It sounds positive, but China's attempts to limit family size and its preference for males over females has had mixed results over time, raising questions about the efficacy of too much interference in natural processes. JL
Josh Horwitz reports in Quartz:
Alibaba’s signed an agreement with a Chinese food conglomerate that raises 10 million pigs each year, to deploy facial and voice recognition on pig farms.Using image recognition, software will identify each pig. This corresponds with a file in a database, which tracks characteristics such as the pig’s breed type, age, and weight. The software can monitor changes in the level of a pig’s level of fitness. The software will assess which pigs are most capable of giving birth to healthy offspring.
Alibaba is best known-as China’s largest e-commerce company, but it’s lately made forays into artificial intelligence and cloud computing. Through a program it calls ET Brain, it’s using AI to improve traffic and city planning, increase airport efficiency, and diagnose illness.
The company’s latest AI foray is taking place among pigs.
Alibaba’s Cloud Unit signed an agreement on Feb. 6 with the Tequ Group, a Chinese food-and-agriculture conglomerate that raises about 10 million pigs each year (link in Chinese), to deploy facial and voice recognition on Tequ’s pig farms.
According to an Alibaba representative, the company will offer software to Tequ that it will deploy on its farms with its own hardware. Using image recognition, the software will identify each pig based on a mark placed on its body. This corresponds with a file for each pig kept in a database, which records and tracks characteristics such as the pig’s breed type, age, and weight. The software can monitor changes in the level of a pig’s physical activity to assess its level of fitness. In addition, it can monitor the sounds on the farm—picking up a pig’s cough, for example, to assess whether or not the pig is sick and at risk of spreading a disease. The software will also draw from its data to assess which pigs are most capable of giving birth to healthy offspring.
Tequ’s CIO stressed that taking care of pigs is no easy task for large pig farms. “If you have 10 million pigs, relying on manpower is already not enough,” he said (link in Chinese), according to a report by local publication Tianxia Wangshang, adding that it’s impossible to manually count each pig given how many are born every day.
Alibaba told Quartz that the software is currently in use at some of Tequ’s farms already.
Alibaba is not the only Chinese tech company to venture into rearing China’s favorite meat. William Ding, CEO of Chinese game maker NetEase, opened a pig farm in 2009, where black hogs are raised hormone-free. Weiyang, the company’s pork-centric subsidiary, went on to raise $23 million from high-profile Chinese VC firms. Ding has been open about how the project is intended less as a business and more as a means to raise awareness about food scandals in China. “My intention is to explore new farming models by raising pork and at the same time, make a contribution to solving food safety problems,” he told Chinese media. “I am putting on a stunt to raise people’s awareness.”
China is the world’s largest supplier, consumer, and importer of pork. The country produced 53.5 million (.pdf) metric tons of pork in 2017, and since 2007 has kept a pork reserve that it uses to control pork prices (paywall).

Source data

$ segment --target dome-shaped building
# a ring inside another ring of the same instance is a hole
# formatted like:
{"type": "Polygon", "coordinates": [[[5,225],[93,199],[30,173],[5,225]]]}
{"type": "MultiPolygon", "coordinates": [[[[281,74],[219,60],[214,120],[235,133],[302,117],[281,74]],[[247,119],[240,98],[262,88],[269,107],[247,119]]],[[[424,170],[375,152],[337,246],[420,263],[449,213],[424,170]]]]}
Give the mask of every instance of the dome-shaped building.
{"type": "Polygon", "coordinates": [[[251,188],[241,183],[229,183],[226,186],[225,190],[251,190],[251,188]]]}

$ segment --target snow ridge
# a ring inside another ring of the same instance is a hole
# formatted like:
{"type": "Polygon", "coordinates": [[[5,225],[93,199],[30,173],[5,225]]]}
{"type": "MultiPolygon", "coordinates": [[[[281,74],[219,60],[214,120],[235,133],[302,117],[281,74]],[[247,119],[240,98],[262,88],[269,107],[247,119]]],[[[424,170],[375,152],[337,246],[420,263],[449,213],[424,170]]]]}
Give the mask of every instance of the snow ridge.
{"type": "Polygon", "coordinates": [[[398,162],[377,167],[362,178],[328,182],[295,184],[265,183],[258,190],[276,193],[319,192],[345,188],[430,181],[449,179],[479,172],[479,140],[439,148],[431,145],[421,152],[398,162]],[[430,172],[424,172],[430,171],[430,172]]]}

_ASSIGNMENT A_. According to the article on Alibaba's pig farms, on what date did Alibaba's Cloud Unit sign its agreement with the Tequ Group?
_ASSIGNMENT B_. Rewrite the paragraph of the article on Alibaba's pig farms that begins "Alibaba is not the only Chinese tech company" as a short bulleted list that keeps its main facts.
_ASSIGNMENT C_. Reproduce the part of the article on Alibaba's pig farms starting with "The company’s latest" and going on through "Tequ’s pig farms.", switching "conglomerate" to "company".

_YOUR RESPONSE A_. Feb. 6

_YOUR RESPONSE B_.
- Alibaba is not the only Chinese tech company to venture into rearing pigs.
- William Ding, CEO of the game maker NetEase, opened a pig farm in 2009 that raises black hogs hormone-free.
- Weiyang, the company's pork-centric subsidiary, raised $23 million from high-profile Chinese VC firms.
- Ding has said the project is meant less as a business and more as a way to raise awareness about food scandals in China.
- He described it as exploring new farming models while contributing to solving food safety problems, calling it a stunt to raise people's awareness.

_YOUR RESPONSE C_.
The company’s latest AI foray is taking place among pigs.
Alibaba’s Cloud Unit signed an agreement on Feb. 6 with the Tequ Group, a Chinese food-and-agriculture company that raises about 10 million pigs each year (link in Chinese), to deploy facial and voice recognition on Tequ’s pig farms.